Please state how many of the lines below contain the string "woman", matching case exactly, and give only the number.

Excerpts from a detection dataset
** Begin **

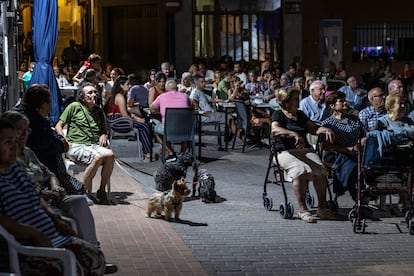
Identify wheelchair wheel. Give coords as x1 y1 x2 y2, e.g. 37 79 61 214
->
305 191 315 209
288 202 295 218
263 196 273 211
352 218 367 234
279 202 294 219
348 208 358 223
404 210 413 227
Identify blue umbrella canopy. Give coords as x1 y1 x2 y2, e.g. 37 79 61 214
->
30 0 63 123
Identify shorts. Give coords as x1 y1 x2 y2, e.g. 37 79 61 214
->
277 149 328 181
154 122 164 135
67 144 112 165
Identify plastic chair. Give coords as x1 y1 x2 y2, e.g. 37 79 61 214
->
232 100 270 152
0 225 76 276
107 117 143 160
161 108 195 163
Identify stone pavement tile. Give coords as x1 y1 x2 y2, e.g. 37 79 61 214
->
77 163 207 275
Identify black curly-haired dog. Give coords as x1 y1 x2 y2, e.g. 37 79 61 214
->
192 161 217 203
154 152 194 192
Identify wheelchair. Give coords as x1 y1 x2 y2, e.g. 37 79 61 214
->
348 131 414 235
262 135 338 219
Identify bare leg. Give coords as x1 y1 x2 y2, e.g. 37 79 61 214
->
83 153 103 192
312 175 327 209
99 151 115 191
180 142 189 152
292 175 308 212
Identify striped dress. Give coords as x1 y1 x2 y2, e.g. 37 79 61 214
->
0 164 71 247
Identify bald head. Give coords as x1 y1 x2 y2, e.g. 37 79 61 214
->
165 80 177 91
388 80 404 94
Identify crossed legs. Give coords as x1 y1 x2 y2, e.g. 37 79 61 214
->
83 150 115 191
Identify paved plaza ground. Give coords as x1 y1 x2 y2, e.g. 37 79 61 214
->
85 133 414 275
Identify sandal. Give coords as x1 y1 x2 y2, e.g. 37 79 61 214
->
316 208 335 220
298 211 316 223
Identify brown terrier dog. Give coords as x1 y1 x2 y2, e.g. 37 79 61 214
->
147 177 190 221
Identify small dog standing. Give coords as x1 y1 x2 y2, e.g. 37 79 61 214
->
154 152 194 192
192 162 217 203
147 177 190 221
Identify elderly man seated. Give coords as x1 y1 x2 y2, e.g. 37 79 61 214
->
55 83 115 204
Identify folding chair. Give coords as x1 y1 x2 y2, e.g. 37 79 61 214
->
232 100 270 152
107 117 143 160
161 108 195 163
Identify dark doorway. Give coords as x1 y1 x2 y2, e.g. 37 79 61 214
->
103 5 159 74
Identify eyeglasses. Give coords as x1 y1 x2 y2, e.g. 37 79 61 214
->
335 99 348 104
16 128 32 135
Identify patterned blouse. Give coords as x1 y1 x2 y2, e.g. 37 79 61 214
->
322 115 365 147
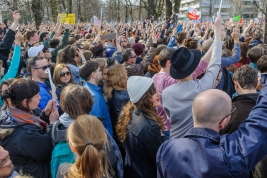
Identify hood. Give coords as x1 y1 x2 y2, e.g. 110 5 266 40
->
51 113 73 143
59 113 73 127
233 93 259 102
105 43 115 48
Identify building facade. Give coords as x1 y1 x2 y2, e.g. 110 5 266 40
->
179 0 260 21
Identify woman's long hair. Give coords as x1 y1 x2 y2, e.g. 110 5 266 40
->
103 64 127 99
53 64 73 86
240 42 249 62
61 46 78 66
2 78 40 112
67 115 110 178
116 84 164 142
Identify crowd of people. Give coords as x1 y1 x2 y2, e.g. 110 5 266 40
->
0 11 267 178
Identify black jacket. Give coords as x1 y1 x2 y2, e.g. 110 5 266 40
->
220 93 259 135
0 124 53 178
107 90 130 130
124 110 166 178
0 29 15 70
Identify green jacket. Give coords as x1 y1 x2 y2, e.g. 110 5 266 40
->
51 29 70 63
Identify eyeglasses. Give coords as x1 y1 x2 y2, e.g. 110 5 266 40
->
219 105 236 124
59 71 70 77
216 78 222 83
34 64 51 70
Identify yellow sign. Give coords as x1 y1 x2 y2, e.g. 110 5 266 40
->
67 14 75 25
59 14 68 23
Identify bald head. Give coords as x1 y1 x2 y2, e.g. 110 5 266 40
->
192 89 232 125
202 39 213 53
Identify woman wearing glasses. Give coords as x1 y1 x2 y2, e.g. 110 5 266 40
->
0 79 59 177
53 64 73 100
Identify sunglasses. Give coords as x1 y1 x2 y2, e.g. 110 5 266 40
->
59 71 70 77
34 64 51 70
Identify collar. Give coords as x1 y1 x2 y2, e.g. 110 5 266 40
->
184 127 221 142
86 82 101 91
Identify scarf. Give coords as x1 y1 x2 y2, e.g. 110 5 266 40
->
0 108 48 129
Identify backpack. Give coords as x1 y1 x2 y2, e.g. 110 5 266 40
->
50 121 76 178
223 67 235 98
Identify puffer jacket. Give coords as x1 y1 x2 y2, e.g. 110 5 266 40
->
0 110 53 178
123 109 166 178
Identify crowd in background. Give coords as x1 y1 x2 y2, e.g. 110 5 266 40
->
0 11 267 178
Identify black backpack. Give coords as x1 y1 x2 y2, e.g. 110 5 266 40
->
223 67 235 98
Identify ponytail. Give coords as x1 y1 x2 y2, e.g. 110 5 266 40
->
116 101 134 142
67 115 110 178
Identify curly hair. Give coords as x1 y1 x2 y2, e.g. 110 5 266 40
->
116 84 164 142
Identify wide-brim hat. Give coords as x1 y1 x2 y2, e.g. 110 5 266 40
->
170 47 201 79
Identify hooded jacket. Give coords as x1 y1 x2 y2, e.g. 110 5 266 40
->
220 93 259 135
0 110 53 178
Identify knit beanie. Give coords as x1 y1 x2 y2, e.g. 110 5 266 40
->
127 76 153 103
132 43 145 56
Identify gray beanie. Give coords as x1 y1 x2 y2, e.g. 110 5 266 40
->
127 76 153 103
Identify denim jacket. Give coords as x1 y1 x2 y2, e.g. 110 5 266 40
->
157 85 267 178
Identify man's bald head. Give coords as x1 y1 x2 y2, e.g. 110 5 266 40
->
202 39 213 53
192 89 232 125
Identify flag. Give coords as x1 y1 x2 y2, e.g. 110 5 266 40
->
234 15 241 22
93 16 101 25
187 7 201 20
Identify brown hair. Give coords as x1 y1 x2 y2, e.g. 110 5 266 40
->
2 78 40 112
94 58 108 79
67 115 110 178
116 84 164 142
79 61 99 81
53 64 73 86
60 84 94 119
103 64 127 99
184 38 198 49
248 46 264 64
240 42 249 62
56 49 64 64
257 55 267 73
61 46 77 66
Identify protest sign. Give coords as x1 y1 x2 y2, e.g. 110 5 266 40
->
234 15 241 22
67 14 75 25
187 7 201 20
59 14 68 23
93 16 101 25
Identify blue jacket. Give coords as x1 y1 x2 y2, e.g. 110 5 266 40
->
216 44 241 90
86 82 113 136
105 43 116 57
37 82 52 110
37 82 60 110
157 85 267 178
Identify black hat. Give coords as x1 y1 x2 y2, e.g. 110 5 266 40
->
170 47 201 79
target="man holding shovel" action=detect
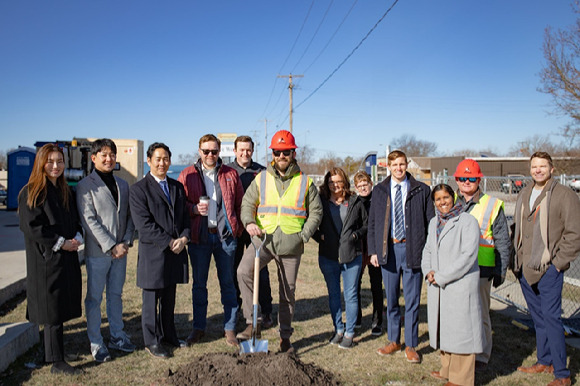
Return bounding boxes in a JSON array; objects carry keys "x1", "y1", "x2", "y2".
[{"x1": 237, "y1": 130, "x2": 322, "y2": 352}]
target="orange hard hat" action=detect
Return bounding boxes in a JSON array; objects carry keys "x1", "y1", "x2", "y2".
[
  {"x1": 270, "y1": 130, "x2": 298, "y2": 150},
  {"x1": 453, "y1": 158, "x2": 483, "y2": 178}
]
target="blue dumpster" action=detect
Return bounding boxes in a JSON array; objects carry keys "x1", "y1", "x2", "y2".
[{"x1": 6, "y1": 146, "x2": 36, "y2": 210}]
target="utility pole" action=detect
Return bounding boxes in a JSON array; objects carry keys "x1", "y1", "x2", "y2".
[
  {"x1": 252, "y1": 130, "x2": 260, "y2": 160},
  {"x1": 278, "y1": 74, "x2": 304, "y2": 132},
  {"x1": 256, "y1": 118, "x2": 268, "y2": 166}
]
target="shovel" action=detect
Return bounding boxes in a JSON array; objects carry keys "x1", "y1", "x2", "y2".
[{"x1": 240, "y1": 233, "x2": 268, "y2": 354}]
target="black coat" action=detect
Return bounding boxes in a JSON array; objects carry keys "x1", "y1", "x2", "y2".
[
  {"x1": 367, "y1": 173, "x2": 435, "y2": 269},
  {"x1": 129, "y1": 173, "x2": 190, "y2": 289},
  {"x1": 312, "y1": 196, "x2": 367, "y2": 264},
  {"x1": 18, "y1": 181, "x2": 82, "y2": 325}
]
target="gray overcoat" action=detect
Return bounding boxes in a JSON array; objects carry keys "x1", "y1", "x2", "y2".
[{"x1": 421, "y1": 213, "x2": 483, "y2": 354}]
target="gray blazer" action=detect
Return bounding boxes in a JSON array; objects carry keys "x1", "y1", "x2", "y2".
[{"x1": 77, "y1": 171, "x2": 135, "y2": 257}]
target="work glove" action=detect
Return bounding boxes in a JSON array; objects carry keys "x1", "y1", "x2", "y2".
[{"x1": 493, "y1": 275, "x2": 505, "y2": 288}]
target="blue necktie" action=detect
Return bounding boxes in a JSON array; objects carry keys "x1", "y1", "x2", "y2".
[
  {"x1": 159, "y1": 181, "x2": 171, "y2": 205},
  {"x1": 394, "y1": 185, "x2": 405, "y2": 241}
]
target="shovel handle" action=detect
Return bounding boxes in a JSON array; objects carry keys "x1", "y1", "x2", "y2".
[
  {"x1": 252, "y1": 256, "x2": 260, "y2": 305},
  {"x1": 250, "y1": 232, "x2": 266, "y2": 310}
]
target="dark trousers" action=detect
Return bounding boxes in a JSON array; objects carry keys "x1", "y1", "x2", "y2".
[
  {"x1": 520, "y1": 265, "x2": 570, "y2": 378},
  {"x1": 381, "y1": 243, "x2": 423, "y2": 347},
  {"x1": 234, "y1": 231, "x2": 272, "y2": 314},
  {"x1": 356, "y1": 264, "x2": 384, "y2": 328},
  {"x1": 141, "y1": 284, "x2": 179, "y2": 346},
  {"x1": 44, "y1": 323, "x2": 64, "y2": 363}
]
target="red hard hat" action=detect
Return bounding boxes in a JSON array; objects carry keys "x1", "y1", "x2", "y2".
[
  {"x1": 270, "y1": 130, "x2": 298, "y2": 150},
  {"x1": 453, "y1": 158, "x2": 483, "y2": 178}
]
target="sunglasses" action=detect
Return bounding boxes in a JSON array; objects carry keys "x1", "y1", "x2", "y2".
[
  {"x1": 199, "y1": 149, "x2": 220, "y2": 155},
  {"x1": 457, "y1": 177, "x2": 477, "y2": 183},
  {"x1": 272, "y1": 150, "x2": 292, "y2": 157}
]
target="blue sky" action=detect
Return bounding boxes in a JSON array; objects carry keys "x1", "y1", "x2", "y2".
[{"x1": 0, "y1": 0, "x2": 576, "y2": 163}]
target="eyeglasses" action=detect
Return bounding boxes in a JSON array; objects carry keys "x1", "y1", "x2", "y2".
[
  {"x1": 199, "y1": 149, "x2": 220, "y2": 155},
  {"x1": 272, "y1": 150, "x2": 292, "y2": 157}
]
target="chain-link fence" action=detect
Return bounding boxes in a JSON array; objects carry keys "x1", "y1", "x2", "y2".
[{"x1": 416, "y1": 176, "x2": 580, "y2": 333}]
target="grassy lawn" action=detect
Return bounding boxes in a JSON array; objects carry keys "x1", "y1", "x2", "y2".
[{"x1": 0, "y1": 242, "x2": 580, "y2": 385}]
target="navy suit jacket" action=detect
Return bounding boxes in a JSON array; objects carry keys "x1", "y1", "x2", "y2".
[{"x1": 129, "y1": 173, "x2": 190, "y2": 289}]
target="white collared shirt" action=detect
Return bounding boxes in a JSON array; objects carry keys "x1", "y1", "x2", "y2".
[
  {"x1": 201, "y1": 164, "x2": 217, "y2": 228},
  {"x1": 149, "y1": 172, "x2": 169, "y2": 188},
  {"x1": 391, "y1": 176, "x2": 409, "y2": 237}
]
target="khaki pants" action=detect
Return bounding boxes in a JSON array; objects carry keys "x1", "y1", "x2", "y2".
[
  {"x1": 237, "y1": 240, "x2": 301, "y2": 338},
  {"x1": 439, "y1": 351, "x2": 475, "y2": 386},
  {"x1": 475, "y1": 277, "x2": 492, "y2": 363}
]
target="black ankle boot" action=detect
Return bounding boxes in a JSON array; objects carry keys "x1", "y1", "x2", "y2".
[{"x1": 50, "y1": 361, "x2": 82, "y2": 375}]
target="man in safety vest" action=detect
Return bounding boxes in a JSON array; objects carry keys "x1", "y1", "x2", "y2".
[
  {"x1": 237, "y1": 130, "x2": 322, "y2": 352},
  {"x1": 453, "y1": 159, "x2": 512, "y2": 372}
]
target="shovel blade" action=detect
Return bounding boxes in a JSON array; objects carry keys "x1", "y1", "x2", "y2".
[{"x1": 240, "y1": 339, "x2": 268, "y2": 354}]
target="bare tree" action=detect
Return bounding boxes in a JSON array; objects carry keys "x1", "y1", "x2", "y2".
[
  {"x1": 296, "y1": 145, "x2": 318, "y2": 174},
  {"x1": 392, "y1": 134, "x2": 437, "y2": 157},
  {"x1": 449, "y1": 148, "x2": 501, "y2": 157},
  {"x1": 508, "y1": 134, "x2": 563, "y2": 157},
  {"x1": 177, "y1": 154, "x2": 199, "y2": 165},
  {"x1": 538, "y1": 1, "x2": 580, "y2": 147}
]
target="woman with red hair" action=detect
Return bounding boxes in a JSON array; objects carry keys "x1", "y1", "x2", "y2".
[{"x1": 18, "y1": 144, "x2": 83, "y2": 375}]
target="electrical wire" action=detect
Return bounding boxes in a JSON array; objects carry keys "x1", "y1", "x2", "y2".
[
  {"x1": 262, "y1": 0, "x2": 315, "y2": 120},
  {"x1": 290, "y1": 0, "x2": 334, "y2": 73},
  {"x1": 294, "y1": 0, "x2": 399, "y2": 111},
  {"x1": 302, "y1": 0, "x2": 358, "y2": 74}
]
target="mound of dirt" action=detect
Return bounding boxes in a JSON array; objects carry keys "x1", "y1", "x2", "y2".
[{"x1": 168, "y1": 353, "x2": 340, "y2": 386}]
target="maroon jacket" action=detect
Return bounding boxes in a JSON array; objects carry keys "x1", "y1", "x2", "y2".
[{"x1": 177, "y1": 159, "x2": 244, "y2": 244}]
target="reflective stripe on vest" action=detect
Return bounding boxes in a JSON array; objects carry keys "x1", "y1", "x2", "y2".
[
  {"x1": 469, "y1": 194, "x2": 504, "y2": 267},
  {"x1": 256, "y1": 171, "x2": 312, "y2": 234}
]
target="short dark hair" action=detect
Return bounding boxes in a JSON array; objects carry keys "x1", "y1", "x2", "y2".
[
  {"x1": 147, "y1": 142, "x2": 171, "y2": 158},
  {"x1": 319, "y1": 166, "x2": 352, "y2": 200},
  {"x1": 352, "y1": 170, "x2": 373, "y2": 186},
  {"x1": 199, "y1": 134, "x2": 222, "y2": 150},
  {"x1": 530, "y1": 151, "x2": 554, "y2": 167},
  {"x1": 234, "y1": 135, "x2": 254, "y2": 150},
  {"x1": 91, "y1": 138, "x2": 117, "y2": 155},
  {"x1": 431, "y1": 184, "x2": 455, "y2": 203},
  {"x1": 387, "y1": 150, "x2": 409, "y2": 165}
]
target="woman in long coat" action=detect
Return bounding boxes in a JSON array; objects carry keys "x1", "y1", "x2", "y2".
[
  {"x1": 421, "y1": 184, "x2": 483, "y2": 385},
  {"x1": 18, "y1": 144, "x2": 83, "y2": 374},
  {"x1": 312, "y1": 168, "x2": 368, "y2": 349}
]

** End **

■ RESULT OF THE TASK:
4